======== Document passage

Dangote Refinery IPO Set For September, With Investor Demand Nearing $2 Billion
Aliko Dangote says the planned IPO for the Dangote Petroleum Refinery is set for September, and investor appetite is already extremely strong. Speaking after a refinery tour with Femi Otedola and executives from First HoldCo, Dangote said the offering has attracted almost $2 billion in investor demand even before the formal sale begins. He said the goal is to give the public wider ownership in the refinery rather than concentrate the upside among a small group of buyers.That matters because the refinery is not a small project; it is Africa’s largest single-train refinery, with a capacity of 650,000 barrels per day, and it began large-scale production of petrol, diesel, and aviation fuel in 2024 after years of construction and roughly $20 billion in investment.

================
======== Listed entries

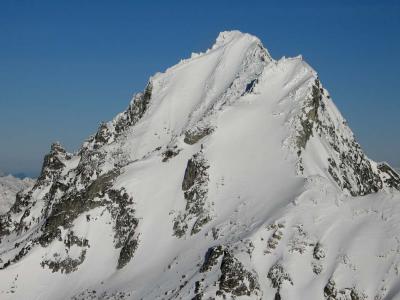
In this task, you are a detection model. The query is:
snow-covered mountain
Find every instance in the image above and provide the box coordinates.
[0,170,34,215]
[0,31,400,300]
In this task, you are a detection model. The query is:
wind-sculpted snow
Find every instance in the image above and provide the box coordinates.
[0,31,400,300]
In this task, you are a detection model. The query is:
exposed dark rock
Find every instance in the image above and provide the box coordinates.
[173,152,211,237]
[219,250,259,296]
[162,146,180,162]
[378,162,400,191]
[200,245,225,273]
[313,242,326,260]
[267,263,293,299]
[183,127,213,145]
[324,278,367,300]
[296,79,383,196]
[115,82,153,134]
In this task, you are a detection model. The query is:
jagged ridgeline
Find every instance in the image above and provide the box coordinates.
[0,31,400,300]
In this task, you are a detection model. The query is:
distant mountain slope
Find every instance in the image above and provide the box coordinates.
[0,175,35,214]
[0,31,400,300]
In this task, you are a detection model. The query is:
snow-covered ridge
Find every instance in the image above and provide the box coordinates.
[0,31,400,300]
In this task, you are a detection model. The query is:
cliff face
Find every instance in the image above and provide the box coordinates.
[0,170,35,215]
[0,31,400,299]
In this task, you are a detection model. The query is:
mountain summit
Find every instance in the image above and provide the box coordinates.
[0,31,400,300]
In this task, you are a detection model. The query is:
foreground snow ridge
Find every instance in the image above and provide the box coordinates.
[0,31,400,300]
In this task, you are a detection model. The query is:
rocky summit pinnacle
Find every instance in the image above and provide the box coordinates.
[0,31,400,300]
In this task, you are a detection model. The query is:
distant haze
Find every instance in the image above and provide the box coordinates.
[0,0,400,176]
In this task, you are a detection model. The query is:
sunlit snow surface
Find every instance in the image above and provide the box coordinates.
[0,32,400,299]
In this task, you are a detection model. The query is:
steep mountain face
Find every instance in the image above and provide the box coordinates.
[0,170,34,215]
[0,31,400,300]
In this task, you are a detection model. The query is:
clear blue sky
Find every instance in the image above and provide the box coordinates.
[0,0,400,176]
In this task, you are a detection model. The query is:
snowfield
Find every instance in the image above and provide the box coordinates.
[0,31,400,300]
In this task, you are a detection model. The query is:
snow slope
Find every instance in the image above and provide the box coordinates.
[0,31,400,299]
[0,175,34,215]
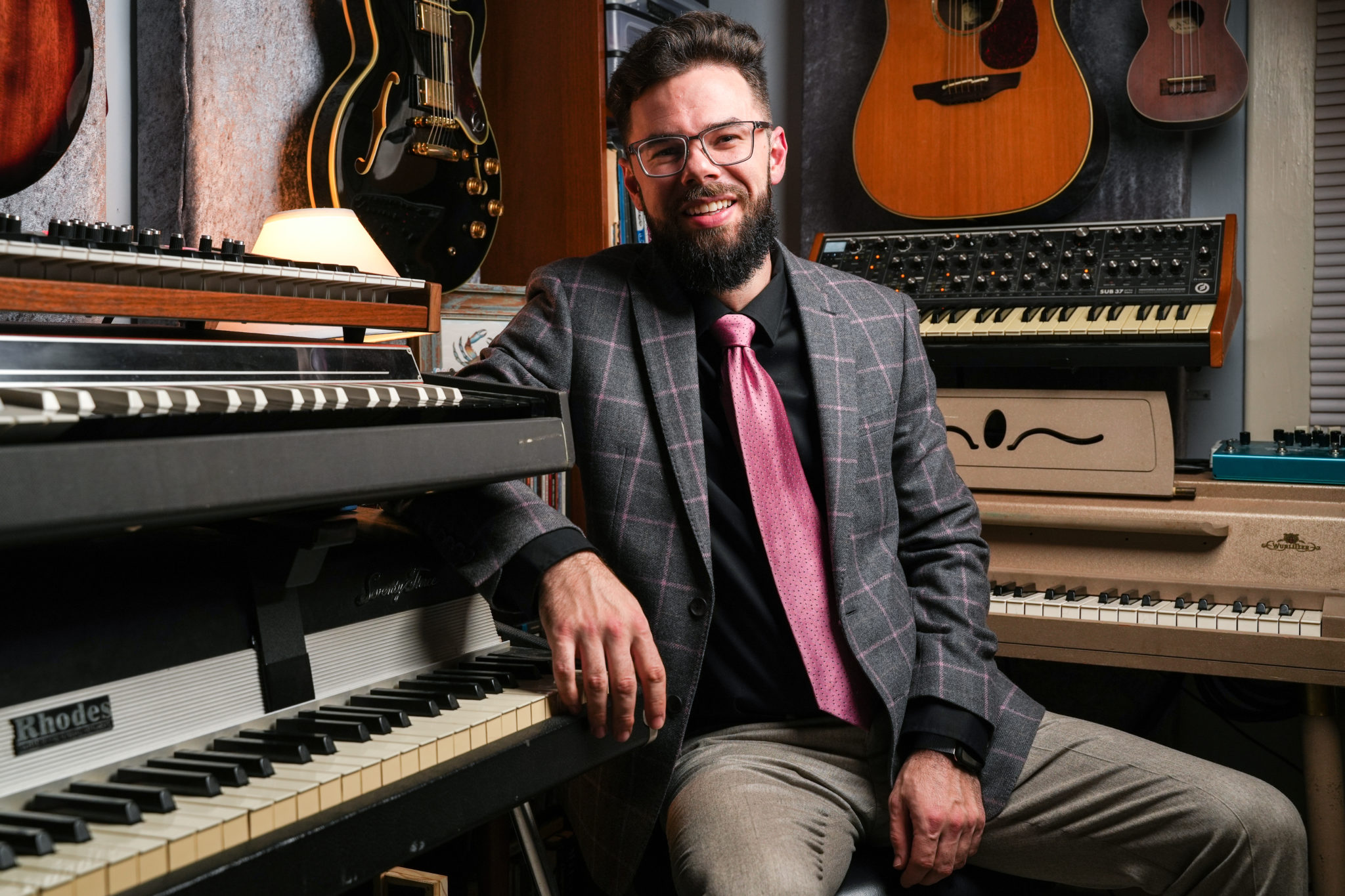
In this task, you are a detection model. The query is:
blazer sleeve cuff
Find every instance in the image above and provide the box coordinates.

================
======== Listed entries

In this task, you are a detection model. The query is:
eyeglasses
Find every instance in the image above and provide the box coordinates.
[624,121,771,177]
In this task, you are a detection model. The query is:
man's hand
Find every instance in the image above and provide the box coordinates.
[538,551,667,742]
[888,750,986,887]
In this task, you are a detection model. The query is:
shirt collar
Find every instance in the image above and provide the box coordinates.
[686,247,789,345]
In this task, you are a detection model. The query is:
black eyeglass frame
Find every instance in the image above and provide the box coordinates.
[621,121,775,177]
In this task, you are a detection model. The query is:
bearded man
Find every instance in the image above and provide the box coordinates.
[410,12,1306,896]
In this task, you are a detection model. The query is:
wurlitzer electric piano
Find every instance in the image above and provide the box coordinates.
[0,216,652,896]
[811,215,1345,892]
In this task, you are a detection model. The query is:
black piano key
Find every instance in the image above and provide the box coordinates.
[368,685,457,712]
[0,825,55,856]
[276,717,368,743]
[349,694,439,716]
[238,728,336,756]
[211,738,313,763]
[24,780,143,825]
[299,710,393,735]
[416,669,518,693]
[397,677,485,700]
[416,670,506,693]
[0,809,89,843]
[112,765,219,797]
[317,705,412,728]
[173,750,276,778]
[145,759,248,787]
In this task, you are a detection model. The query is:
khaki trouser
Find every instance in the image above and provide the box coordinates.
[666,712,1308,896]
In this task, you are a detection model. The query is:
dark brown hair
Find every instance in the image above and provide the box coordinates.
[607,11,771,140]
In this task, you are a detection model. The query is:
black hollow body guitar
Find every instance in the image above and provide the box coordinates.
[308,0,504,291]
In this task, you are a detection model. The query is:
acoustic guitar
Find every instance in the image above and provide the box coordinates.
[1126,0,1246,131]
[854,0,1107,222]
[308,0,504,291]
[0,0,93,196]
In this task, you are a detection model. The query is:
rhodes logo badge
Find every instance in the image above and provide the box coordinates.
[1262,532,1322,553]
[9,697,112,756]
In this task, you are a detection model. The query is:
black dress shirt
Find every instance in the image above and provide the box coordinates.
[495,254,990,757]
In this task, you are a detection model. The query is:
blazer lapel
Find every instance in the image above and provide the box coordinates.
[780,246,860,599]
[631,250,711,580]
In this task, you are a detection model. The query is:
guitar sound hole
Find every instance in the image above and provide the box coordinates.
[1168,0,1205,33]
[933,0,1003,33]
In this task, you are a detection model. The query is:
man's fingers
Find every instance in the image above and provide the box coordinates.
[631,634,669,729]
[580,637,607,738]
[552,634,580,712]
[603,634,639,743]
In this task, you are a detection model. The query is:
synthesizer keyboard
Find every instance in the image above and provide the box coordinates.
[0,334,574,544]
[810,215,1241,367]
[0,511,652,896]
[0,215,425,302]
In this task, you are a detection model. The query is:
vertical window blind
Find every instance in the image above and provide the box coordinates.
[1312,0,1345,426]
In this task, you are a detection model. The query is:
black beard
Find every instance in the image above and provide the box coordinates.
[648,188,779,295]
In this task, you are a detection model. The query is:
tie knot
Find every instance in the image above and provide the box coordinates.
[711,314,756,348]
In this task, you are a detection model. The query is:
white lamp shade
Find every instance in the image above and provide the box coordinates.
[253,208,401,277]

================

> _Set tasks_:
[1] In the passage about the Dangote Refinery IPO, rewrite the part from "Dangote Refinery IPO" to "billion in investment.", replacing "IPO" with "initial public offering".
[2] According to the passage about the Dangote Refinery IPO, what is the refinery's daily capacity?
[3] Continue the passage about the Dangote Refinery IPO from the point where it ends.

> _Results for the exercise_:
[1]
Dangote Refinery initial public offering Set For September, With Investor Demand Nearing $2 Billion
Aliko Dangote says the planned initial public offering for the Dangote Petroleum Refinery is set for September, and investor appetite is already extremely strong. Speaking after a refinery tour with Femi Otedola and executives from First HoldCo, Dangote said the offering has attracted almost $2 billion in investor demand even before the formal sale begins. He said the goal is to give the public wider ownership in the refinery rather than concentrate the upside among a small group of buyers.That matters because the refinery is not a small project; it is Africa’s largest single-train refinery, with a capacity of 650,000 barrels per day, and it began large-scale production of petrol, diesel, and aviation fuel in 2024 after years of construction and roughly $20 billion in investment.

[2] 650,000 barrels per day.

[3]
Arise reported that the IPO could become one of the biggest capital market transactions in African history, with the company previously being described as potentially worth up to $50 billion and capable of selling as much as 10% to investors. Dangote also said he wants the refinery to be something ordinary people can own in the same way global investors buy major U.S. companies. There is also a major confidence signal behind the deal. Otedola said he plans to personally invest $100 million in the refinery through the private placement, saying he has visited the site repeatedly and wants to put his proceeds from Geregu into the IPO. That kind of endorsement matters because it reinforces the idea that the refinery is moving from a giant industrial project into an investable public asset, with the potential to reshape Nigeria’s capital markets as well as its fuel supply chain. Arise
The TLDR Of SpaceX’s IPO Filings; Its A Money Furnace
SpaceX has now given investors their clearest public look at the business ahead of its IPO, and the numbers show a company that is huge, profitable in parts, but still carrying major losses in others. Reuters said SpaceX generated $4.69 billion in revenue in the first quarter of 2026 and posted an operating loss of $1.94 billion, while its Starlink connectivity unit generated an operating profit of $1.19 billion, enough to offset some of the drag but not the losses from the rest of the business. The filing also shows that SpaceX’s AI division accounted for $2.47 billion of losses in the quarter and that the company expects future growth to come from markets that do not yet fully exist, including AI data centers in space.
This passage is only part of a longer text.